BEN Cousins' dismissal, decided by the West Coast board and ratified by a shattered competition boss Andrew Demetriou, was a termination laced with sorrow, regret and not a little finger-pointing.
The Federal Government used the revelation that Cousins had lapsed to again criticise the AFL's apparently flawed illicit drugs policy, while the AFL subtly laid blame in the direction of the recently delisted Eagle Daniel Chick.
Player manager Ricky Nixon, who has spoken with Cousins more than once over the past 24 hours, accused commentators of dancing upon Cousins' grave while the 2005 Brownlow medallist did what he does almost as well as play football and that was to hide away.
Two days ago, Cousins who has run from police before, denied his drug addiction and his relationship with the Perth underworld and spent several weeks at a clinic in Malibu refused a routine police drug-testing procedure that led to charges relating to a Valium-style sedative. He will face court today.
Demetriou who had continually claimed, along with Nixon, that Cousins was almost ready to apologise for the damage he had done to his family, club and code was in Monaco with his No. 2 Gillon McLachlan at a conference.
Outgoing West Coast chairman Dalton Gooding told The Age that the decision was taken over a two-hour board meeting that began at 3pm and included Demetriou speaking from Monaco along with Gooding and at least one other West Coast director from overseas.
"The whole Cousins issue is just so sad," said Gooding last night. "He had made such progress and we felt he had made such a successful comeback. A detailed discussion took place and many matters were taken into account from a club, an AFL and a legal perspective.

[Records from a data source]
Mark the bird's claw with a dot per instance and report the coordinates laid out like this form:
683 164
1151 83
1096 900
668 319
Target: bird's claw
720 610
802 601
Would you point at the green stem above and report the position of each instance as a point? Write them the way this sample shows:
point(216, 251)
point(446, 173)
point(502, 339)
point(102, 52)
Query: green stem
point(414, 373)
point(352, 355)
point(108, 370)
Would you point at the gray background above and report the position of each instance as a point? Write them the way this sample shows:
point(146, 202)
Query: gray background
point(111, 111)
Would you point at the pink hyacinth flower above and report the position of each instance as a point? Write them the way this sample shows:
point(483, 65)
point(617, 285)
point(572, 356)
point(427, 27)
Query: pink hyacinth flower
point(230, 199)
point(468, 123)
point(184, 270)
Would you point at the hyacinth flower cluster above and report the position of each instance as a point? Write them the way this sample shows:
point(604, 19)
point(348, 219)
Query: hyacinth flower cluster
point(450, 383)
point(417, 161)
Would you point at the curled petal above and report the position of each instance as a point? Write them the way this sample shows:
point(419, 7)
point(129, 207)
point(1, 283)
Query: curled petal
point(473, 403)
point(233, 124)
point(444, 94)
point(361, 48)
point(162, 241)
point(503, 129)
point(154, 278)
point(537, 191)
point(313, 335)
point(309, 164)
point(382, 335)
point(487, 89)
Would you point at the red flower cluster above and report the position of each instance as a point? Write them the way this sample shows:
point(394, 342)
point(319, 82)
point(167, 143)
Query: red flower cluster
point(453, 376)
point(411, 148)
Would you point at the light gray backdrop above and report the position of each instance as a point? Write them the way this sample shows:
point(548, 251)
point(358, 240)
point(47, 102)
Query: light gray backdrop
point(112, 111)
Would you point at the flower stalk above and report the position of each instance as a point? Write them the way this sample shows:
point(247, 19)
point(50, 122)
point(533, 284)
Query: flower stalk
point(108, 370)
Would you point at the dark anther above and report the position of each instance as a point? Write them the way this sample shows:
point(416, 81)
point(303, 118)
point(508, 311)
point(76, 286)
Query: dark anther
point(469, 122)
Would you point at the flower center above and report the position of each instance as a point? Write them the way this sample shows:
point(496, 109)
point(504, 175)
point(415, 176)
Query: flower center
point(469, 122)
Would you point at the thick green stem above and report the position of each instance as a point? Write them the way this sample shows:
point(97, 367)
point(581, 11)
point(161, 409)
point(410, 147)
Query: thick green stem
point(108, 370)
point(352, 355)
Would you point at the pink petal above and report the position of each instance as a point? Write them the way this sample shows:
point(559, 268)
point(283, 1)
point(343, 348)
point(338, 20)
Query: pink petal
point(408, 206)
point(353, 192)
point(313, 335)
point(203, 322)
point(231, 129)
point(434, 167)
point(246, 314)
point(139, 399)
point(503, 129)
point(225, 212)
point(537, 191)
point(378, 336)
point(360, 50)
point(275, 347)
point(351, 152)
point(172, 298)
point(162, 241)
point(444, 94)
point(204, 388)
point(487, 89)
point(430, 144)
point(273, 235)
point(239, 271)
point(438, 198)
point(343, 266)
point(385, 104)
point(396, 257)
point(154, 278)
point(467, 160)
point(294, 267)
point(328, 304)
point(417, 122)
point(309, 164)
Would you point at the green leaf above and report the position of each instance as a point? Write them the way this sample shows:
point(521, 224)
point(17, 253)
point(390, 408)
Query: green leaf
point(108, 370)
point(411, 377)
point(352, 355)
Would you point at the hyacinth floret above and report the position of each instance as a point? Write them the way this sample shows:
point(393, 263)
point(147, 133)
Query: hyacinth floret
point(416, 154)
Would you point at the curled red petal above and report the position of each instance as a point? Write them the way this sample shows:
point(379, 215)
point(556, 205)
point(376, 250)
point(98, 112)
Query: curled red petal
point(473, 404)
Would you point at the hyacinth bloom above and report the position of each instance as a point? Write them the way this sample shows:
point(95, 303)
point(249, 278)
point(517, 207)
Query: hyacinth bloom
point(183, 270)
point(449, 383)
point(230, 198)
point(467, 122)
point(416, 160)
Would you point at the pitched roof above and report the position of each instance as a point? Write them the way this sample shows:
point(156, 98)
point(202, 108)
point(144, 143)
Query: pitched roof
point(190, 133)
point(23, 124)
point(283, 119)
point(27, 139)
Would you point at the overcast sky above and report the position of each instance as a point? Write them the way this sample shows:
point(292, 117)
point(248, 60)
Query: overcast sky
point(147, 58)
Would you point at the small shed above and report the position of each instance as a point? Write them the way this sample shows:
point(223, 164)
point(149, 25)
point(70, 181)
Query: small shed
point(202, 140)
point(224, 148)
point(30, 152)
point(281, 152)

_EXERCISE 1_:
Render the sentence "He had made such progress and we felt he had made such a successful comeback." from the article on Ben Cousins' dismissal in Spanish.
_EXERCISE 2_:
Reproduce the passage of the article on Ben Cousins' dismissal starting at "Player manager Ricky" and ending at "at a conference.".

_TASK RESPONSE 1_:
Había hecho tantos progresos y sentíamos que había logrado un regreso tan exitoso.

_TASK RESPONSE 2_:
Player manager Ricky Nixon, who has spoken with Cousins more than once over the past 24 hours, accused commentators of dancing upon Cousins' grave while the 2005 Brownlow medallist did what he does almost as well as play football and that was to hide away.
Two days ago, Cousins who has run from police before, denied his drug addiction and his relationship with the Perth underworld and spent several weeks at a clinic in Malibu refused a routine police drug-testing procedure that led to charges relating to a Valium-style sedative. He will face court today.
Demetriou who had continually claimed, along with Nixon, that Cousins was almost ready to apologise for the damage he had done to his family, club and code was in Monaco with his No. 2 Gillon McLachlan at a conference.